# To be done
[1] In the article on Idaho school technology funding, rewrite the paragraph beginning "In Craigmont, a former railroad town" as a shorter version that keeps its main facts.
[2] Reproduce the part of the article on Idaho school technology funding that begins at the words "Nampa schools have" and stops after "a different route.".

===== Selected passage

Districts across the state are taking advantage of the $13 million lawmakers set aside in 2011 for technology upgrades in the classroom to purchase devices for students that include iPads, laptops, and desktop computers.

Idaho will eventually phase in laptops for every high school teacher and student while making online courses a requirement to graduate, under a plan that was crafted by public schools chief Tom Luna and signed into law last year.

But the $13 million included in this year's public schools budget is not part of the statewide laptop program. The funding is being sent to schools this year to help pay for things like Internet access, technology hardware and teacher training in preparation for the changes.

Many districts are, however, opting to spend the money on various types of computers for students in kindergarten through eighth grades, with hopes of better preparing them for the classrooms that await them once they enter high school.

A portion of the $13 million, about $4 million, has already been distributed to public schools this year. Districts submitted plans earlier this month to the state Department of Education detailing how they would spend the remaining $9 million.

In Craigmont, a former railroad town of about 500 in northern Idaho, the Highland School District plans to spend $5,500 to equip classrooms in kindergarten through fifth grade with iPads. The district plans to eventually transition students into using laptops once they advance onto middle school so they'll be comfortable with the devices later on in high school, where they'll need to complete at least two courses online to graduate.

The district has about 180 students in kindergarten through 12th grades in one school building, said Superintendent Cindy Orr.

"It's easier for us to do it this way, where everyone in the building gets one versus having to wait until they're in the ninth grade," Orr said.

Further to the north in Priest River, district administrators plan to give students in all grades access to digital cameras so they can incorporate photos into their school work. The district also wants to use iPods in elementary school classrooms to help improve student language, art and math skills while also experimenting with the use computer tablets in teaching children who struggle with learning disabilities.

At the Vallivue School District in southwestern Idaho, administrators plan to finish phasing in interactive smart boards in kindergarten through eighth grades, with projectors to display the materials. The district also hopes to eventually buy iPads for every elementary and middle school.

In southwestern Idaho, the Nampa School District plans to equip every elementary school classroom new desktop computers and projectors in kindergarten through fifth grades while spending its $450,000 share of the remaining technology funding from the state.

Nampa schools have been forced to restrict spending on technology in recent years because of budget cuts, said spokeswoman Allison Westfall.

"This won't meet all of our needs, but it will help," Westfall said.

Idaho will start to introduce the statewide laptop program this fall, with computers for every high school teacher.

The state was expected to start phasing in the computers for students in the fall of 2013, starting with every 9th grade classroom, but a statewide task force created to help implement Luna's changes has recommended a different route.

The group was concern that if the laptops were first given to students in the 9th grade, teachers in classrooms with more than one grade would be unwilling to allow one student to work with a laptop alongside another student who was not issued one of the new computers.

The task force recommended the computers be deployed in 9th through 12th grades, starting with one-third of all high schools.

==========
===== Data supplied

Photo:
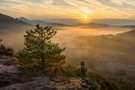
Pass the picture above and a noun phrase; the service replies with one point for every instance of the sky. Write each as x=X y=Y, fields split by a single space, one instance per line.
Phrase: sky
x=69 y=9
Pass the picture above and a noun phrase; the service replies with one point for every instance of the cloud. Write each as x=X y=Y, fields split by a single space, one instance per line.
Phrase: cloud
x=42 y=9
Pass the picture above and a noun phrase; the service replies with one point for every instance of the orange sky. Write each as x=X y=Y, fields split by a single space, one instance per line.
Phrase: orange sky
x=76 y=9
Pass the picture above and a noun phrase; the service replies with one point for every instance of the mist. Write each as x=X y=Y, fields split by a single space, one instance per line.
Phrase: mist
x=102 y=49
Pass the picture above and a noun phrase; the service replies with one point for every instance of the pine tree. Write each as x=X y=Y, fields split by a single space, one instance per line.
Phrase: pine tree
x=40 y=50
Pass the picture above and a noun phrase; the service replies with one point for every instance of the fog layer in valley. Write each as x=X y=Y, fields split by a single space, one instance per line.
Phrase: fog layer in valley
x=103 y=49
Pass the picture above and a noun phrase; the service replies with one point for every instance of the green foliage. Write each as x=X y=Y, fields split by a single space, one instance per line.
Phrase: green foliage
x=5 y=51
x=95 y=86
x=39 y=50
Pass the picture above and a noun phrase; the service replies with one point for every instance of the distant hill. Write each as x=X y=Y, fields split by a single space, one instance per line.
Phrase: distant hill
x=8 y=21
x=34 y=22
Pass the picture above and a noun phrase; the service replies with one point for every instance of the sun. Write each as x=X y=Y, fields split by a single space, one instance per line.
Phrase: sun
x=85 y=17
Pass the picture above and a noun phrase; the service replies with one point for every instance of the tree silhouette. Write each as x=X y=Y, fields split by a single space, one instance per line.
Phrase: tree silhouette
x=40 y=50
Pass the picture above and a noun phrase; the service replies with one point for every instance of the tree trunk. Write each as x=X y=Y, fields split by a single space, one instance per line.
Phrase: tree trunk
x=43 y=62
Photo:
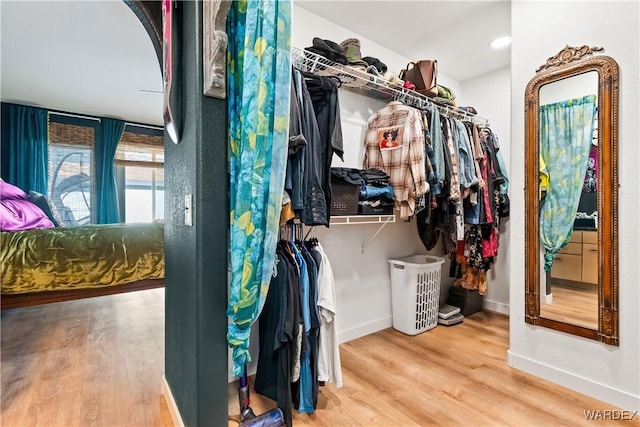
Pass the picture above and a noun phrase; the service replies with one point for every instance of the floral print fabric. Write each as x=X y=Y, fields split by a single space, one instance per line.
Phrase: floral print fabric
x=566 y=129
x=259 y=77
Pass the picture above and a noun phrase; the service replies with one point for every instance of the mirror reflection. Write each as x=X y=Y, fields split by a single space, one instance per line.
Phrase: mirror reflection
x=571 y=194
x=568 y=146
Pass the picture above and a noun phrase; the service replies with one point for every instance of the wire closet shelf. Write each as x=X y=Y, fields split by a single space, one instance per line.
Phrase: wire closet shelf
x=374 y=86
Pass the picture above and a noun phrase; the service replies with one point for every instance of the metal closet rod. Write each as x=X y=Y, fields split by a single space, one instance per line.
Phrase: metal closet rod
x=97 y=119
x=361 y=81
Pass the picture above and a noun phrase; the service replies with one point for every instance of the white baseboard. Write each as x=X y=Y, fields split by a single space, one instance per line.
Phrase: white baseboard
x=171 y=403
x=366 y=329
x=619 y=398
x=498 y=307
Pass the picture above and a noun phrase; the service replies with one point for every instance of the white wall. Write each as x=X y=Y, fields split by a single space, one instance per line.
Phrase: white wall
x=490 y=95
x=362 y=279
x=608 y=373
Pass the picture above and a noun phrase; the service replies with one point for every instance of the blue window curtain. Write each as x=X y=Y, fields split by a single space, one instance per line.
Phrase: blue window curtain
x=566 y=130
x=24 y=146
x=111 y=131
x=259 y=75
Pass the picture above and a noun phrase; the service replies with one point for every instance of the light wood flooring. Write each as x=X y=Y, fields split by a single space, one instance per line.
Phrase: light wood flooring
x=91 y=362
x=575 y=305
x=448 y=376
x=99 y=362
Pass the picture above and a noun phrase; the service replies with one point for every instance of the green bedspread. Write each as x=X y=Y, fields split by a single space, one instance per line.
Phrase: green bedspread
x=80 y=257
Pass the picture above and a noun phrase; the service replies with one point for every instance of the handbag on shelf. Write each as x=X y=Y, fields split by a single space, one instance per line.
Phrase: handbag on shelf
x=424 y=75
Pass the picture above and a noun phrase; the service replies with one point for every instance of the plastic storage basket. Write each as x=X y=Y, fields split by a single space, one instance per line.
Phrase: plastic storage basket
x=415 y=293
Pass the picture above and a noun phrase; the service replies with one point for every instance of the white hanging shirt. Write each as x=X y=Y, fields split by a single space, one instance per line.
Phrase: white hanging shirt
x=329 y=367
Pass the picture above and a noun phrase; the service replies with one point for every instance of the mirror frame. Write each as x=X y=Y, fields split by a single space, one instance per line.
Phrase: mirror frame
x=570 y=62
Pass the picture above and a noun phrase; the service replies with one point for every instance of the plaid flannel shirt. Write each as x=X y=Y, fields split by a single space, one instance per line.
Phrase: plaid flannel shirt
x=403 y=158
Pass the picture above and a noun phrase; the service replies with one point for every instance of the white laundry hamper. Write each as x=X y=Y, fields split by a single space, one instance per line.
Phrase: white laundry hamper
x=415 y=292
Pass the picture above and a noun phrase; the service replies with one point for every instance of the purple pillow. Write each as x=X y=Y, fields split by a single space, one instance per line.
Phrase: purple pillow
x=8 y=191
x=17 y=213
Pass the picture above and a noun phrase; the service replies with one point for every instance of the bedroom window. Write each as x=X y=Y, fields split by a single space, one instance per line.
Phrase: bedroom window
x=70 y=171
x=140 y=165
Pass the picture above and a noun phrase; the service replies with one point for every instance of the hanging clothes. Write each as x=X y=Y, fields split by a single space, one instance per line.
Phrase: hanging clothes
x=324 y=95
x=329 y=365
x=314 y=203
x=394 y=143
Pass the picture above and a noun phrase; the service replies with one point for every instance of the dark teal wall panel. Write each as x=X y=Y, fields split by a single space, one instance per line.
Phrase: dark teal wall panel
x=196 y=257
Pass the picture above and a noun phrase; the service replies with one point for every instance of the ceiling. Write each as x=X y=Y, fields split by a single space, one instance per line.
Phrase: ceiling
x=94 y=57
x=91 y=57
x=456 y=33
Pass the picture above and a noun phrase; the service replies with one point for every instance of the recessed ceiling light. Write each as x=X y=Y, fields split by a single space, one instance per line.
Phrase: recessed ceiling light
x=501 y=42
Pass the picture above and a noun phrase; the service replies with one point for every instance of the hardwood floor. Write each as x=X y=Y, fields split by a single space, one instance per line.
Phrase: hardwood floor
x=92 y=362
x=448 y=376
x=99 y=362
x=571 y=304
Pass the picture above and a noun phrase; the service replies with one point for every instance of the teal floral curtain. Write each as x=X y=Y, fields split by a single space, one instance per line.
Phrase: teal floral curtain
x=259 y=75
x=25 y=153
x=566 y=130
x=110 y=135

==========

# Solutions in order
[1] The Highland School District in Craigmont, a northern Idaho former railroad town of about 500, plans to spend $5,500 on iPads for kindergarten through fifth-grade classrooms. It intends to move students to laptops in middle school so they will be comfortable with the devices in high school, where graduation requires at least two online courses.

[2]
Nampa schools have been forced to restrict spending on technology in recent years because of budget cuts, said spokeswoman Allison Westfall.

"This won't meet all of our needs, but it will help," Westfall said.

Idaho will start to introduce the statewide laptop program this fall, with computers for every high school teacher.

The state was expected to start phasing in the computers for students in the fall of 2013, starting with every 9th grade classroom, but a statewide task force created to help implement Luna's changes has recommended a different route.